## TASK INSTRUCTIONS
Reproduce the data below with every "instance" changed to "occurrence" and nothing else altered.

(Items from a dataset)
>> begin

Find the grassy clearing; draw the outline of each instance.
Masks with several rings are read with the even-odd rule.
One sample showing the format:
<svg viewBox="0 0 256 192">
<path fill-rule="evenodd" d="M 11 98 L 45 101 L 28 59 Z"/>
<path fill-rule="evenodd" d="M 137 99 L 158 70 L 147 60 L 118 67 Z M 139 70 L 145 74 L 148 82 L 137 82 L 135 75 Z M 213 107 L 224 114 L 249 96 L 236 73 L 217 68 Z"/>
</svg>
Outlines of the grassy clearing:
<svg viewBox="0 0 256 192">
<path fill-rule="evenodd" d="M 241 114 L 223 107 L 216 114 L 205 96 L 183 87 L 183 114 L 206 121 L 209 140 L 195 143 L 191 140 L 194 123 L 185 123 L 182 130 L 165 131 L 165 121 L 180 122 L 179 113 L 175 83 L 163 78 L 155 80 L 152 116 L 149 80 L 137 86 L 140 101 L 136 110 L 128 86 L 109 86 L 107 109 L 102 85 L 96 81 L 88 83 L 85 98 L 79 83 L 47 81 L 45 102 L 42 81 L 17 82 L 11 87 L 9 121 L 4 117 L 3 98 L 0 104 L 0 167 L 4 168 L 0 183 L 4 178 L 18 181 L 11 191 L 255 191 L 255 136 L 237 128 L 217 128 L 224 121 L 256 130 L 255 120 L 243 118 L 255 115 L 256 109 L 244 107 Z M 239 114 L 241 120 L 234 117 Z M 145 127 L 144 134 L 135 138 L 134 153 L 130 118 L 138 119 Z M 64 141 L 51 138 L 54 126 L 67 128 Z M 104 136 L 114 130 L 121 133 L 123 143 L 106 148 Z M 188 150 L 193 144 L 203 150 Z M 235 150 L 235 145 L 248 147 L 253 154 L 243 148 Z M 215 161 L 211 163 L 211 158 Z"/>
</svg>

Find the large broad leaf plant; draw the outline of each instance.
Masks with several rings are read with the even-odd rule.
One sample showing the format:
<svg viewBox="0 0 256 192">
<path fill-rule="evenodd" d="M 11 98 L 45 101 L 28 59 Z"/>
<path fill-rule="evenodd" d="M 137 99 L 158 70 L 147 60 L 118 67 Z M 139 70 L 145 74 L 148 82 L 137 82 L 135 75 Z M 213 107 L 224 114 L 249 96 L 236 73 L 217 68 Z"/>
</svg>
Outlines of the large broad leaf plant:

>> end

## PROBLEM SOLUTION
Find the grassy clearing; draw the outline of each occurrence.
Masks with several rings are read with the even-odd rule.
One sample showing the format:
<svg viewBox="0 0 256 192">
<path fill-rule="evenodd" d="M 11 98 L 45 101 L 28 59 Z"/>
<path fill-rule="evenodd" d="M 137 99 L 158 70 L 147 60 L 118 67 Z M 139 70 L 145 74 L 148 82 L 137 82 L 135 75 Z M 213 107 L 224 114 L 249 96 L 236 73 L 217 68 Z"/>
</svg>
Outlines of the grassy clearing:
<svg viewBox="0 0 256 192">
<path fill-rule="evenodd" d="M 241 114 L 223 107 L 216 114 L 205 96 L 183 87 L 183 114 L 206 121 L 209 140 L 195 143 L 191 140 L 194 123 L 185 123 L 182 130 L 165 131 L 165 121 L 180 122 L 179 113 L 175 83 L 163 78 L 155 80 L 152 116 L 149 80 L 137 86 L 140 101 L 136 110 L 128 86 L 109 86 L 107 109 L 102 85 L 96 81 L 88 83 L 85 98 L 79 83 L 47 81 L 45 102 L 42 81 L 17 82 L 11 87 L 9 121 L 4 117 L 3 98 L 0 104 L 0 167 L 4 168 L 0 183 L 4 178 L 18 181 L 11 191 L 255 191 L 255 136 L 237 128 L 217 128 L 224 121 L 256 130 L 255 120 L 243 118 L 255 115 L 256 109 L 244 107 Z M 239 114 L 241 120 L 234 117 Z M 145 127 L 144 134 L 135 138 L 134 153 L 130 118 L 138 119 Z M 64 141 L 51 138 L 54 126 L 67 128 Z M 104 136 L 114 130 L 121 133 L 123 143 L 106 148 Z M 188 150 L 193 144 L 203 150 Z M 235 150 L 235 145 L 248 147 L 253 154 L 243 148 Z M 215 161 L 211 163 L 211 158 Z"/>
</svg>

Find the large broad leaf plant; draw the outline of each occurrence.
Masks with several rings are read with the even-odd rule.
One sample showing the format:
<svg viewBox="0 0 256 192">
<path fill-rule="evenodd" d="M 11 98 L 45 101 L 28 59 Z"/>
<path fill-rule="evenodd" d="M 137 99 L 158 70 L 147 60 L 118 67 Z M 139 70 L 145 74 L 148 82 L 137 82 L 135 75 Z M 213 107 L 224 114 L 249 96 L 236 73 L 217 68 Z"/>
</svg>
Outlines of the large broad leaf plant:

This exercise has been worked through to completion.